> **Source document**
Press and NGO reports of beatings and humiliating treatment of suspects during arrests were common and involved various law enforcement agencies and the military. Torture and other cruel, inhuman, or degrading treatment or punishment of prisoners were reported during the year. Cruel treatment frequently involved authorities denying prisoners medical care and holding them for long periods in solitary confinement. The latter practice was most prevalent with political prisoners. NGOs also published reports that authorities generally mistreated, sexually abused, and threatened to kill detainees.

On July 27, GNB officers arrested protester and musician Wuilly Moises Arteaga during antiregime protests in Caracas. GNB officers repeatedly beat Arteaga, a frequent target for playing the violin, on the head with their helmets, causing him to lose hearing in one ear. They also burned his hair with lighters. An 18-year-old viola player, Armando Canizales, a graduate of the Simon Bolivar Musical Foundation, was shot in the neck at a May 3 protest and died from the wound.

> **Problem set**
(1) Return the passage of the report on mistreatment of detainees and protesters, copied word for word, from "On July 27, GNB" up to and including "from the wound.".
(2) Write the next part of the report on mistreatment of detainees and protesters, picking up after its final sentence.
The records that come next are separate material, unrelated to the report on mistreatment of detainees.

> **Records shown**
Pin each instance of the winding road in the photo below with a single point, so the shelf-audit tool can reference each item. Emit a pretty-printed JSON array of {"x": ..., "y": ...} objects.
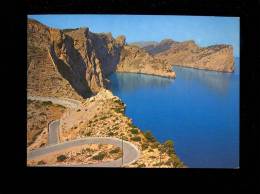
[
  {"x": 130, "y": 151},
  {"x": 69, "y": 103}
]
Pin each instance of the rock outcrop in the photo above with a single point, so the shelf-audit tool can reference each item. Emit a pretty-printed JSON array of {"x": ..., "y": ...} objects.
[
  {"x": 188, "y": 54},
  {"x": 136, "y": 60},
  {"x": 76, "y": 63}
]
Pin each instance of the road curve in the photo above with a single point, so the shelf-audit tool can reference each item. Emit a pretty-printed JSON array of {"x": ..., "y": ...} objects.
[
  {"x": 130, "y": 151},
  {"x": 53, "y": 134},
  {"x": 69, "y": 103}
]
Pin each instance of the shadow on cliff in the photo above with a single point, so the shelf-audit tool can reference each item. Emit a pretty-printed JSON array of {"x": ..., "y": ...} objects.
[{"x": 73, "y": 73}]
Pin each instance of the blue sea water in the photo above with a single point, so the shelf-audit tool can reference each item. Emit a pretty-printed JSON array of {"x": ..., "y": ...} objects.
[{"x": 199, "y": 111}]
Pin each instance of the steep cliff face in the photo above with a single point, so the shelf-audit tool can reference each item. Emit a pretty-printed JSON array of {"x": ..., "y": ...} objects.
[
  {"x": 135, "y": 59},
  {"x": 43, "y": 78},
  {"x": 76, "y": 62},
  {"x": 69, "y": 63},
  {"x": 188, "y": 54}
]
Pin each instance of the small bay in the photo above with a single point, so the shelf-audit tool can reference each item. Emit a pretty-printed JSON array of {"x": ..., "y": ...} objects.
[{"x": 199, "y": 111}]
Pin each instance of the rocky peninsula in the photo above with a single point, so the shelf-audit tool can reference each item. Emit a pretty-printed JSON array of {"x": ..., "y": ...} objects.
[{"x": 189, "y": 54}]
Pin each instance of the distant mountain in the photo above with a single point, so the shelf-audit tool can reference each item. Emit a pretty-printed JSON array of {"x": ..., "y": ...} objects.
[
  {"x": 75, "y": 63},
  {"x": 189, "y": 54},
  {"x": 143, "y": 43}
]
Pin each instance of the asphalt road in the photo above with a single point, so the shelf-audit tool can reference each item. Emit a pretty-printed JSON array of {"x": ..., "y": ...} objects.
[
  {"x": 130, "y": 151},
  {"x": 53, "y": 134},
  {"x": 69, "y": 103}
]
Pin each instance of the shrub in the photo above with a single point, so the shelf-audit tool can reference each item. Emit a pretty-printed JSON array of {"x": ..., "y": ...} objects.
[
  {"x": 119, "y": 110},
  {"x": 145, "y": 146},
  {"x": 46, "y": 103},
  {"x": 41, "y": 162},
  {"x": 110, "y": 133},
  {"x": 61, "y": 158},
  {"x": 141, "y": 165},
  {"x": 168, "y": 146},
  {"x": 114, "y": 151},
  {"x": 149, "y": 136},
  {"x": 88, "y": 133},
  {"x": 155, "y": 145},
  {"x": 99, "y": 156},
  {"x": 102, "y": 118},
  {"x": 136, "y": 138},
  {"x": 134, "y": 131}
]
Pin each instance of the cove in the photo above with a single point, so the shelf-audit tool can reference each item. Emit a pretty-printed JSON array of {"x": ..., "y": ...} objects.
[{"x": 199, "y": 111}]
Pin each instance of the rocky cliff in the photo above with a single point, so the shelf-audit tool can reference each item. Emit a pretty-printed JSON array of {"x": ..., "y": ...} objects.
[
  {"x": 137, "y": 60},
  {"x": 188, "y": 54},
  {"x": 75, "y": 63}
]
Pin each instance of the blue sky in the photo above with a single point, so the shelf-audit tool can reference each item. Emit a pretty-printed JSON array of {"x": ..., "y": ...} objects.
[{"x": 204, "y": 30}]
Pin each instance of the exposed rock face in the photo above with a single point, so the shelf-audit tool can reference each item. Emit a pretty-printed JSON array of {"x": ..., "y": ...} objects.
[
  {"x": 136, "y": 60},
  {"x": 188, "y": 54},
  {"x": 75, "y": 63},
  {"x": 103, "y": 115}
]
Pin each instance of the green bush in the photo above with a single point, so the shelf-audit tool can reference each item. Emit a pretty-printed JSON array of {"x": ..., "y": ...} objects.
[
  {"x": 136, "y": 138},
  {"x": 149, "y": 136},
  {"x": 145, "y": 146},
  {"x": 41, "y": 162},
  {"x": 61, "y": 158},
  {"x": 168, "y": 146},
  {"x": 114, "y": 151},
  {"x": 46, "y": 103},
  {"x": 155, "y": 145},
  {"x": 110, "y": 133},
  {"x": 99, "y": 156},
  {"x": 134, "y": 131},
  {"x": 141, "y": 166}
]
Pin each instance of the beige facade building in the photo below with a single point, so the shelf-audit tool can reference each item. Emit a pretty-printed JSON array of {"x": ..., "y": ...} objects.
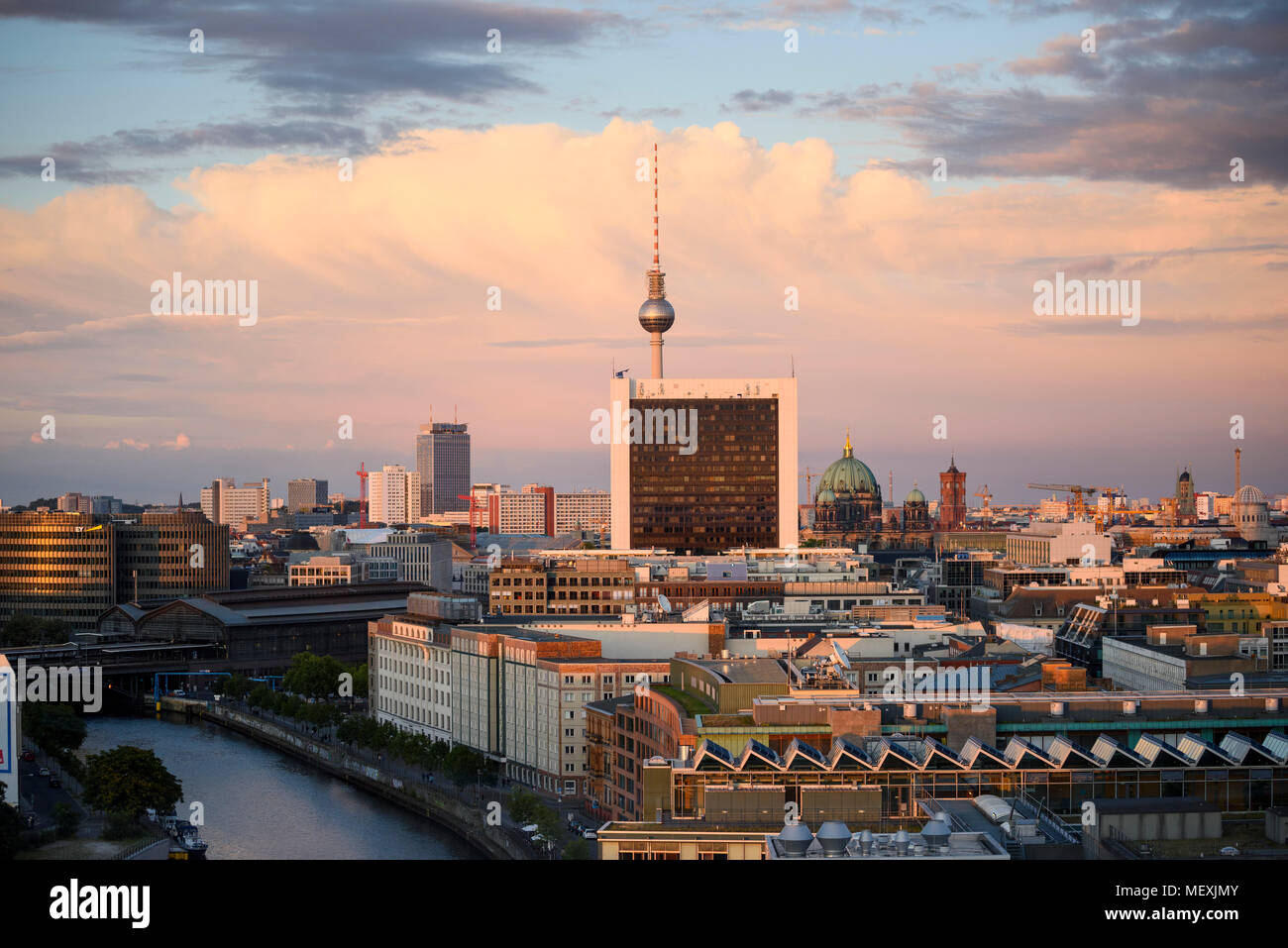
[
  {"x": 227, "y": 504},
  {"x": 393, "y": 494},
  {"x": 519, "y": 695},
  {"x": 1050, "y": 544},
  {"x": 591, "y": 510},
  {"x": 410, "y": 664}
]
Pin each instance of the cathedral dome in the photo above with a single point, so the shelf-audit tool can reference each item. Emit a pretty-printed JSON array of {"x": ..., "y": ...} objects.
[
  {"x": 1248, "y": 494},
  {"x": 848, "y": 474}
]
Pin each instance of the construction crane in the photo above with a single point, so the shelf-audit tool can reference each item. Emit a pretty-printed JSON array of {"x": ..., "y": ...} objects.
[
  {"x": 362, "y": 493},
  {"x": 1080, "y": 506},
  {"x": 471, "y": 498},
  {"x": 809, "y": 485},
  {"x": 987, "y": 496},
  {"x": 1111, "y": 517}
]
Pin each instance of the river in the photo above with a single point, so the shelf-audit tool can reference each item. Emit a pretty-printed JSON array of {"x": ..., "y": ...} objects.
[{"x": 263, "y": 805}]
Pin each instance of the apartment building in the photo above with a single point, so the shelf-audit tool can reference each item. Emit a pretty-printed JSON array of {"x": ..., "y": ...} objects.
[
  {"x": 579, "y": 510},
  {"x": 1057, "y": 544},
  {"x": 410, "y": 664},
  {"x": 393, "y": 494},
  {"x": 520, "y": 695},
  {"x": 227, "y": 504},
  {"x": 529, "y": 510}
]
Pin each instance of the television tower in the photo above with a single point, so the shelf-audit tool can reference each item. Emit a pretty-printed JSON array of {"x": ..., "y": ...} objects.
[{"x": 656, "y": 313}]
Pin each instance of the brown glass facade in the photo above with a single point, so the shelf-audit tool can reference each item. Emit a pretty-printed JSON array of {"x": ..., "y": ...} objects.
[
  {"x": 73, "y": 567},
  {"x": 724, "y": 493},
  {"x": 56, "y": 566}
]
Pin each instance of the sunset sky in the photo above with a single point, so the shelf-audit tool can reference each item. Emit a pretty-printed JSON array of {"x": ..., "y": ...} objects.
[{"x": 518, "y": 170}]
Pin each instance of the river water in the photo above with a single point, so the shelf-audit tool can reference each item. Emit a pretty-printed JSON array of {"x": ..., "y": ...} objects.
[{"x": 263, "y": 805}]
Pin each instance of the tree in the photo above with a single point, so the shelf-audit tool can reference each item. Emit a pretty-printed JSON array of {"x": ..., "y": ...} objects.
[
  {"x": 316, "y": 677},
  {"x": 523, "y": 805},
  {"x": 548, "y": 823},
  {"x": 55, "y": 729},
  {"x": 11, "y": 828},
  {"x": 463, "y": 766},
  {"x": 578, "y": 849},
  {"x": 129, "y": 781},
  {"x": 235, "y": 685},
  {"x": 27, "y": 630},
  {"x": 67, "y": 819}
]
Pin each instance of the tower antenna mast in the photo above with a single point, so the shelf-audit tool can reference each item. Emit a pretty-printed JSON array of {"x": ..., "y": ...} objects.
[{"x": 656, "y": 314}]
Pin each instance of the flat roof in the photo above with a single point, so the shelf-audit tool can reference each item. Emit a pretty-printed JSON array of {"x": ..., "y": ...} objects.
[{"x": 1176, "y": 804}]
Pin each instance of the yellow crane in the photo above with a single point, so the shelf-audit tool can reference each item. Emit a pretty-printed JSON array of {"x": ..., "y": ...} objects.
[{"x": 987, "y": 496}]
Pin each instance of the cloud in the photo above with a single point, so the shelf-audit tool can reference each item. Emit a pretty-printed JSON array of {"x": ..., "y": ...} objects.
[
  {"x": 901, "y": 279},
  {"x": 336, "y": 55},
  {"x": 1163, "y": 99},
  {"x": 751, "y": 101}
]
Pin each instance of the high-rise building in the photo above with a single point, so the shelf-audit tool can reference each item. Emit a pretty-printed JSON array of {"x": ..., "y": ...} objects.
[
  {"x": 698, "y": 464},
  {"x": 170, "y": 556},
  {"x": 583, "y": 510},
  {"x": 227, "y": 504},
  {"x": 709, "y": 466},
  {"x": 305, "y": 493},
  {"x": 531, "y": 510},
  {"x": 393, "y": 494},
  {"x": 443, "y": 464},
  {"x": 952, "y": 497}
]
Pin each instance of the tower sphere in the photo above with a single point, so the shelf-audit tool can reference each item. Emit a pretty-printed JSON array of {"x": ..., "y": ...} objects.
[{"x": 656, "y": 314}]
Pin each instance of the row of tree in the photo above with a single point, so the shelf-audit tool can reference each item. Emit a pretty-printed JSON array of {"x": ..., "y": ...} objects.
[{"x": 27, "y": 630}]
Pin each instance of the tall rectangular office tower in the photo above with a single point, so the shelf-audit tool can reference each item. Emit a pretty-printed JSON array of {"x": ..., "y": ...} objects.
[
  {"x": 443, "y": 463},
  {"x": 728, "y": 481}
]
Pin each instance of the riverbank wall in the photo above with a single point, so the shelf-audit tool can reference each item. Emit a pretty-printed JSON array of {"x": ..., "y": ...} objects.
[{"x": 454, "y": 814}]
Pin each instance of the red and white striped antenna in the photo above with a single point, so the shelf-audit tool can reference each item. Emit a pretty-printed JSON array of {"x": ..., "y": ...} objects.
[{"x": 656, "y": 262}]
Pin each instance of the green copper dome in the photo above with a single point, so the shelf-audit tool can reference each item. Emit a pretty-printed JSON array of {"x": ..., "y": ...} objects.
[{"x": 848, "y": 475}]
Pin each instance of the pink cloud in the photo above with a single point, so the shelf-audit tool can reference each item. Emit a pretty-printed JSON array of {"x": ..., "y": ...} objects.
[{"x": 900, "y": 278}]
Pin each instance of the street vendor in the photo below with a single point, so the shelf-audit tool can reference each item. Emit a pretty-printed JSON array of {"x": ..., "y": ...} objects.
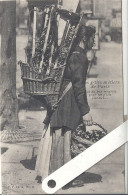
[{"x": 74, "y": 108}]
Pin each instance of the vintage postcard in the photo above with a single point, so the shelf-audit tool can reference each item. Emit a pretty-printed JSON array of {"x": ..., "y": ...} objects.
[{"x": 61, "y": 91}]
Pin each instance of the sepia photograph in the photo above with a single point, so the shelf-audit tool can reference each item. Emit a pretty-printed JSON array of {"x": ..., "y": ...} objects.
[{"x": 61, "y": 91}]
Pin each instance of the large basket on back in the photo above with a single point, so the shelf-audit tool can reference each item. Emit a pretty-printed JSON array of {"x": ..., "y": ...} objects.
[{"x": 43, "y": 72}]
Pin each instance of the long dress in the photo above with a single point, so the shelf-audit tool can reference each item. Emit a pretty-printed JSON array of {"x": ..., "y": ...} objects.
[{"x": 54, "y": 150}]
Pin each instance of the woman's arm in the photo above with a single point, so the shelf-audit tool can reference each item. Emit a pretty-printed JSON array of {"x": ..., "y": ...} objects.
[{"x": 78, "y": 65}]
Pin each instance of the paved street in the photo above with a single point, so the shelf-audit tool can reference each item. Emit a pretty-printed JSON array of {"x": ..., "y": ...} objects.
[{"x": 107, "y": 176}]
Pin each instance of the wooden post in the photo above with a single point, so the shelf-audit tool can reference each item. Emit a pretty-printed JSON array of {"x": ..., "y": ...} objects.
[
  {"x": 8, "y": 105},
  {"x": 34, "y": 32}
]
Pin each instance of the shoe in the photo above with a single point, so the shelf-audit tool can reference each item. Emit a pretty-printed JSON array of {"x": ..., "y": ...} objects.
[
  {"x": 39, "y": 179},
  {"x": 77, "y": 183},
  {"x": 67, "y": 186}
]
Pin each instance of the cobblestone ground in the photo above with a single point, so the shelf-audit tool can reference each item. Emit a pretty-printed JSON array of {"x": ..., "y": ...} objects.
[{"x": 18, "y": 158}]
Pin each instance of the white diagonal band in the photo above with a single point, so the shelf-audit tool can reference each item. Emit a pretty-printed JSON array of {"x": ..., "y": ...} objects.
[{"x": 87, "y": 159}]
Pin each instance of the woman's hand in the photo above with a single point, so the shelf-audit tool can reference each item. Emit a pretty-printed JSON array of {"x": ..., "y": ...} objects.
[{"x": 87, "y": 119}]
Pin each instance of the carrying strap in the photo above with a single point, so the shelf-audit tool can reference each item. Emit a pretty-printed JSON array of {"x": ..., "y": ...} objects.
[{"x": 63, "y": 94}]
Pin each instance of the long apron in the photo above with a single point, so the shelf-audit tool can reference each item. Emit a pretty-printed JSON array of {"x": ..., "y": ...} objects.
[{"x": 54, "y": 151}]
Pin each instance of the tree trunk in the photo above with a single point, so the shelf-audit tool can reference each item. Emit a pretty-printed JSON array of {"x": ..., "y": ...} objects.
[{"x": 9, "y": 104}]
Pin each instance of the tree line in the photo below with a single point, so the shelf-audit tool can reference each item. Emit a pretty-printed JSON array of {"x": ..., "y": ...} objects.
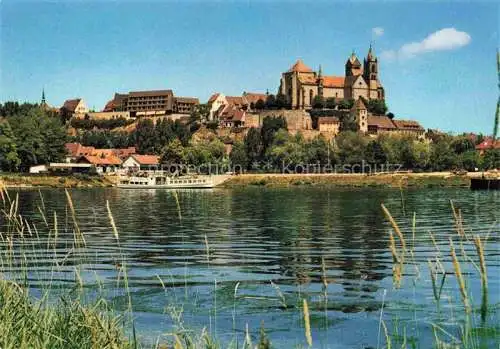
[
  {"x": 30, "y": 135},
  {"x": 272, "y": 148}
]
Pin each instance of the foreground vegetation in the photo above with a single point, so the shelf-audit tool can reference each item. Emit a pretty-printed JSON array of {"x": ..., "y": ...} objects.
[{"x": 55, "y": 318}]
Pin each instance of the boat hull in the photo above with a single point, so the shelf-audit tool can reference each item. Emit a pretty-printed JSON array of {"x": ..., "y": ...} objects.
[{"x": 165, "y": 186}]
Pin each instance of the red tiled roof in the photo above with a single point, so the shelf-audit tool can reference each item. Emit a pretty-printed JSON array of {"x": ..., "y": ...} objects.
[
  {"x": 328, "y": 120},
  {"x": 190, "y": 100},
  {"x": 380, "y": 122},
  {"x": 213, "y": 97},
  {"x": 300, "y": 67},
  {"x": 333, "y": 81},
  {"x": 254, "y": 97},
  {"x": 110, "y": 106},
  {"x": 308, "y": 80},
  {"x": 123, "y": 153},
  {"x": 98, "y": 160},
  {"x": 238, "y": 101},
  {"x": 76, "y": 149},
  {"x": 71, "y": 104},
  {"x": 408, "y": 125},
  {"x": 146, "y": 159}
]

> **Answers given**
(1)
On July 27, GNB officers arrested protester and musician Wuilly Moises Arteaga during antiregime protests in Caracas. GNB officers repeatedly beat Arteaga, a frequent target for playing the violin, on the head with their helmets, causing him to lose hearing in one ear. They also burned his hair with lighters. An 18-year-old viola player, Armando Canizales, a graduate of the Simon Bolivar Musical Foundation, was shot in the neck at a May 3 protest and died from the wound.

(2)
NGOs detailed reports from detainees whom authorities allegedly sexually abused, threatened with death, and forced to spend hours on their knees in detention centers. Foro Penal reported multiple instances of political prisoners denied adequate medical treatment while in government custody. Foro Penal noted instances where authorities transferred detainees to a medical facility, where instead of receiving treatment, detainees were interrogated by security officials.

On November 4, Bolivarian National Intelligence Service (SEBIN) officials released jailed opposition leader Yon Goicoechea 11 months after a judge ordered his release in October 2016 due to insufficient evidence. In April Goicoechea reported being tortured while in SEBIN custody. Goicoechea said he was held in solitary confinement without a toilet or proper ventilation and that the cell was covered in maggots and excrement from previous prisoners. He also reported officials used electric shock and other forms of torture against him.

Prison and Detention Center Conditions

Most prison conditions were harsh and life threatening. Armed gangs effectively controlled some prisons in which they were incarcerated. Conditions were most acute in pretrial detention facilities such as police station jails.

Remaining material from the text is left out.